TASK PROMPT: Word for word, give again the line holding "Please indicate the man's bare leg" and each line after it to the end of the listing below.

MATERIAL PROVIDED:
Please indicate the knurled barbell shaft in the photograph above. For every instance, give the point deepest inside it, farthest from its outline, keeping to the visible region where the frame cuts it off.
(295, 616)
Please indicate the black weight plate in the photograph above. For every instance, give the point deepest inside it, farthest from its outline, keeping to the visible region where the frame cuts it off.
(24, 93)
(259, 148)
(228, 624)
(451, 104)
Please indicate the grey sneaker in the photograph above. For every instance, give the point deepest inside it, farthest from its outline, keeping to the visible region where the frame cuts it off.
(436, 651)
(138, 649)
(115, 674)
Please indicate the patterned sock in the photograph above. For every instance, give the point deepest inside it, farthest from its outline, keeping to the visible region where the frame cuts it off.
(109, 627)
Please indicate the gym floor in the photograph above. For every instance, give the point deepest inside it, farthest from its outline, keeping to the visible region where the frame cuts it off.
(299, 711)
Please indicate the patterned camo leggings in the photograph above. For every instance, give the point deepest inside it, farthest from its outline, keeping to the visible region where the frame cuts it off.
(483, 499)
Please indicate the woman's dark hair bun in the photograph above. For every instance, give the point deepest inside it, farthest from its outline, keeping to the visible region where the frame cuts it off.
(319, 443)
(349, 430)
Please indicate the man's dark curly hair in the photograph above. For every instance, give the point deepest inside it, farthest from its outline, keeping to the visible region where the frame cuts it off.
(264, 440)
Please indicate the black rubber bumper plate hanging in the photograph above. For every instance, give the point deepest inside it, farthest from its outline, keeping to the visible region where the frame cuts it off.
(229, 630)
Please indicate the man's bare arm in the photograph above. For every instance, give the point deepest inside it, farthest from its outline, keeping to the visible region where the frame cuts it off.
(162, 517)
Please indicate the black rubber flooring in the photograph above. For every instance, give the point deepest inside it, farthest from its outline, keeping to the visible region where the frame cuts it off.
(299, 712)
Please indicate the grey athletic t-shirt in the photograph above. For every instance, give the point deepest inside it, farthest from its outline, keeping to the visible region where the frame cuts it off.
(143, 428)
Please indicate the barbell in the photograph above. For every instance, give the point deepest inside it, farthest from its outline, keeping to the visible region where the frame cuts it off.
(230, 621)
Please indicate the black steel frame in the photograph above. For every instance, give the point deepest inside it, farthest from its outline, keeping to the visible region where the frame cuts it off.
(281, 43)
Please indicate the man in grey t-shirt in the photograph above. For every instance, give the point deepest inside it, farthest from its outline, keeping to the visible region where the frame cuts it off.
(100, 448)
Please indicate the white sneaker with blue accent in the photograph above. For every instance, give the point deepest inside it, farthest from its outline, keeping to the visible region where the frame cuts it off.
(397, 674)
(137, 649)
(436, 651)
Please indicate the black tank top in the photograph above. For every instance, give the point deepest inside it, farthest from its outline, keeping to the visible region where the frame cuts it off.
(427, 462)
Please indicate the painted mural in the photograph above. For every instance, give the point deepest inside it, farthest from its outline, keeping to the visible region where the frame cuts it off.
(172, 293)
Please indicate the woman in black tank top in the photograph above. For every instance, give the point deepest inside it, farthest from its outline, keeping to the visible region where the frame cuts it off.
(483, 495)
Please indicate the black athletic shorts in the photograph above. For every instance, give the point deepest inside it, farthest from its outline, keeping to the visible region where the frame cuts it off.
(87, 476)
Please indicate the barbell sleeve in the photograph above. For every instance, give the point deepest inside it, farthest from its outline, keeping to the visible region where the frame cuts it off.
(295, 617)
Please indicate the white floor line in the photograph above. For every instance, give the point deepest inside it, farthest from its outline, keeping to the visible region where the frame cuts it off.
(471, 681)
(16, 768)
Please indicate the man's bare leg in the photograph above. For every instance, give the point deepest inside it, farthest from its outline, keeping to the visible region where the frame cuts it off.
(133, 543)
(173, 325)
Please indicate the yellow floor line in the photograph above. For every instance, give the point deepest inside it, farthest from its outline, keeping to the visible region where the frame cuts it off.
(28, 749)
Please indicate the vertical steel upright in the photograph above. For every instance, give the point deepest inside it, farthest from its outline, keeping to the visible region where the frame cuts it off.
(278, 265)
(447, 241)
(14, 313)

RESULT:
Please indicate the man's bare leg in the photograph above. For every instance, give the point deepest inside it, farthest from its outline, keeping to the visible region where the frame cuts it off.
(133, 543)
(173, 325)
Please indicate the yellow floor line in the photograph above. For every instance, give the point deepest inside it, farthest from its outline, keeping to the visible region where the frame cuts it off.
(28, 749)
Please indicate the vertical steel upright in the photograph above. For every instance, give the point deepest inside it, farthest from its outline, keeping to the visible region where the frame cuts it off.
(278, 265)
(447, 241)
(14, 313)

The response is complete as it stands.